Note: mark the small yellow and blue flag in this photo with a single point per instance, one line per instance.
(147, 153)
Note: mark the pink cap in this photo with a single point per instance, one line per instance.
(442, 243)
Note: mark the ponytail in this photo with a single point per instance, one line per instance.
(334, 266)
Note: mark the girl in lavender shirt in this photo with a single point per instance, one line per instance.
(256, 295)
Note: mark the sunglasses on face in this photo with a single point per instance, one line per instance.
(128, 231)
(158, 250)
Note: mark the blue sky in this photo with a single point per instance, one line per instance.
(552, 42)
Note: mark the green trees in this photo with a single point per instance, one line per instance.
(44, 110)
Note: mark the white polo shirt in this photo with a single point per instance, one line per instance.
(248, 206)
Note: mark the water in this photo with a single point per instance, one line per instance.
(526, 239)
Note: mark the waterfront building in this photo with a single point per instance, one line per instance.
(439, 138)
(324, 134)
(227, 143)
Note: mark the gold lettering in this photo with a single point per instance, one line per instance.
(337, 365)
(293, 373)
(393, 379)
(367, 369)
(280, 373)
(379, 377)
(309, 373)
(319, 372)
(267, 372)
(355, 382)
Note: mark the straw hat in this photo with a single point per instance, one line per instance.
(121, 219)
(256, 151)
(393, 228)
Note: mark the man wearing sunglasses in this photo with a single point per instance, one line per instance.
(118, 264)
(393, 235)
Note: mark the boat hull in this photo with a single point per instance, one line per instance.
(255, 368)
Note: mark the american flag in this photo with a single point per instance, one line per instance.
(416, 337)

——————

THE EXERCISE: Please reproduce all of the lines above word for word.

OUTPUT FOR THIS EXERCISE:
Note: mark the small yellow and blue flag in this photo with a single point per instance, one line per instance.
(147, 153)
Note: mark the pink cap in this photo with a single point per instance, one line per instance.
(442, 243)
Note: mark the ponytail in this photo with a single point per instance, one line per instance.
(334, 266)
Note: mark the girl in lavender shirt in this photo with a single point per instance, one line per instance.
(256, 295)
Note: mark the sunglasses on face in this photo with a single point per instance, one line per instance.
(128, 231)
(158, 250)
Note: mark the blue sky in this photo with a single point per instance, one line per instance.
(552, 42)
Note: mark the green trees in this photo with a single point per instance, one line per instance.
(44, 110)
Note: mark the white polo shirt in this photo with a single point per instance, one line per instance.
(248, 206)
Note: mark the water in this photo with a single point per instance, one line per instance.
(526, 239)
Note: mark the waterfront building in this photo with a single point per instance, one line per instance.
(439, 138)
(324, 134)
(227, 143)
Note: mark the gold lettering in this photo with a single point per instance, one line per instance.
(337, 365)
(293, 373)
(393, 379)
(367, 369)
(280, 373)
(379, 377)
(309, 373)
(319, 372)
(267, 372)
(355, 382)
Note: mark the straw hat in this photo with a single point per instance, one line per instance.
(121, 219)
(256, 151)
(393, 228)
Note: mark the man wearing sunglasses in this photo with a single point per instance, one line per instance.
(118, 264)
(393, 235)
Note: mark the boat hull in this photo with a single point per instance, one line per instance.
(255, 368)
Note: mark the american flag in this photo with a single point per instance, one line per instance.
(416, 337)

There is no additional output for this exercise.